▶ _Exercise aim_:
Below are the records; copy each line in which "flower" occurs.

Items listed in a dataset
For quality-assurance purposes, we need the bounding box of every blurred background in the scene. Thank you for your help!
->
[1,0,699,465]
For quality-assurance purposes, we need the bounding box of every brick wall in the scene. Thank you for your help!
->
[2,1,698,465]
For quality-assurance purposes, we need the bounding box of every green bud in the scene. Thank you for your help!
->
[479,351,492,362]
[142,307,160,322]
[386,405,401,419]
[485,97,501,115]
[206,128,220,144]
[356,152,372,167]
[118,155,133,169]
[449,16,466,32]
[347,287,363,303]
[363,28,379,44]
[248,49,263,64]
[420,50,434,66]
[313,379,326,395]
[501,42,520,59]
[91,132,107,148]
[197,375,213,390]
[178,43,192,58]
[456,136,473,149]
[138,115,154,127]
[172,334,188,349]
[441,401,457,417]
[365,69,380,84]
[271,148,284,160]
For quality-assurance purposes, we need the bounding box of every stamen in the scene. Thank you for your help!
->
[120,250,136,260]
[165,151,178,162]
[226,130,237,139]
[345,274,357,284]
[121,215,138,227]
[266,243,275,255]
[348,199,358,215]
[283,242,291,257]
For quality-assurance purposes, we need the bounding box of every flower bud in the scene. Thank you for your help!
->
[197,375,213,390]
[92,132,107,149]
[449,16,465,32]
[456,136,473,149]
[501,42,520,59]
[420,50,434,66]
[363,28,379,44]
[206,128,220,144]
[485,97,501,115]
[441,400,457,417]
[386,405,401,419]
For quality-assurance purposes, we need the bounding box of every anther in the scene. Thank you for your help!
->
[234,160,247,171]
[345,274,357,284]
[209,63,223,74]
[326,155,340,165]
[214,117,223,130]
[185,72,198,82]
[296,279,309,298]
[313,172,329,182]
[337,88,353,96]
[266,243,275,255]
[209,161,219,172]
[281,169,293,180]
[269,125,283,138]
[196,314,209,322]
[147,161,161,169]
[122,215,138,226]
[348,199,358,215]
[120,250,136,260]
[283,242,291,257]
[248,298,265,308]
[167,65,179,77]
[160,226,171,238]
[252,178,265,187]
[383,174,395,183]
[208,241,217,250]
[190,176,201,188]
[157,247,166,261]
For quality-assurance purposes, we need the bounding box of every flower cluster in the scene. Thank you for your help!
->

▶ _The answer_:
For quality-assurance purposes, we need the bounding box of every flower bud in the scene. Thank you for your help!
For quality-assurance purposes, we need the bounding box of every flower cluster in the scene. Thank you for your help!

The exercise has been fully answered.